• _Problem to work on_: Every line of the data below should be printed exactly.

• _Given information_:
════════════════════

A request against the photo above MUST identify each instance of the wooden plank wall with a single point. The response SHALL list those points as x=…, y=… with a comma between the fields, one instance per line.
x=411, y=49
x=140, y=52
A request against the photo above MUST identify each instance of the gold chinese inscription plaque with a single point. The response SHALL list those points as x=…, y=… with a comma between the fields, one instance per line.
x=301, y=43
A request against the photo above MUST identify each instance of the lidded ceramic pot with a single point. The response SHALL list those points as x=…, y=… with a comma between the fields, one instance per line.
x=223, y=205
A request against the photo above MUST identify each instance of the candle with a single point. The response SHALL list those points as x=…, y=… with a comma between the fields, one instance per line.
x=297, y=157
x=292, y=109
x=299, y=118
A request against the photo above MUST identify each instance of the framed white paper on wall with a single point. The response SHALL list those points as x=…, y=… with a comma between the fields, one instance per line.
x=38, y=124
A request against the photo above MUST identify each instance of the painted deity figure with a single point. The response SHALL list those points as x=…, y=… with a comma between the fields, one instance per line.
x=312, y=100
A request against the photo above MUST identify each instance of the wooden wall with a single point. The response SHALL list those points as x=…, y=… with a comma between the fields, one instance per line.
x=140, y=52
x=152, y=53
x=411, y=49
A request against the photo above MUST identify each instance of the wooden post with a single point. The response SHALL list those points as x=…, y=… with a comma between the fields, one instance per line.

════════════════════

• _Response for this exercise_:
A request against the photo above MUST identify each instance of the wooden plank wall with a single point. The response SHALL list those points as x=…, y=… with a comma between the fields, one instance per line.
x=411, y=49
x=140, y=52
A request against the photo above MUST identify each instance of the gold chinese inscription plaque with a single point. The response SHALL list those points as x=…, y=… with a comma between the fields, one instance per line.
x=301, y=43
A request against the photo above MUST identify each instance of the lidded ceramic pot with a single point. The response SHALL list those points as x=…, y=… with a comma between the fields, one instance per line.
x=223, y=205
A request against the photo above MUST identify each instance of the candle with a single point. The response SHALL list those points as x=…, y=… with a comma between the fields, one instance per line.
x=297, y=157
x=292, y=109
x=299, y=118
A request against the photo above MUST identify each instance of the framed white paper on wall with a single point. The response SHALL list those points as x=…, y=… with a comma between the fields, one instance per line.
x=38, y=124
A request against the photo above MUST identify each instance of the painted deity figure with a single point. The response SHALL list those points as x=…, y=… with a comma between the fields, one instance per line.
x=312, y=100
A request against the photo above MUST identify each instance of the wooden wall with a single point. The response SHALL list those points as x=…, y=… with a comma between the fields, one instance per line.
x=140, y=52
x=152, y=53
x=411, y=49
A request against the photo above MUST identify each instance of the wooden post with a single point. The response SHALL list those points as x=…, y=… with a comma between the fields, one instance per line.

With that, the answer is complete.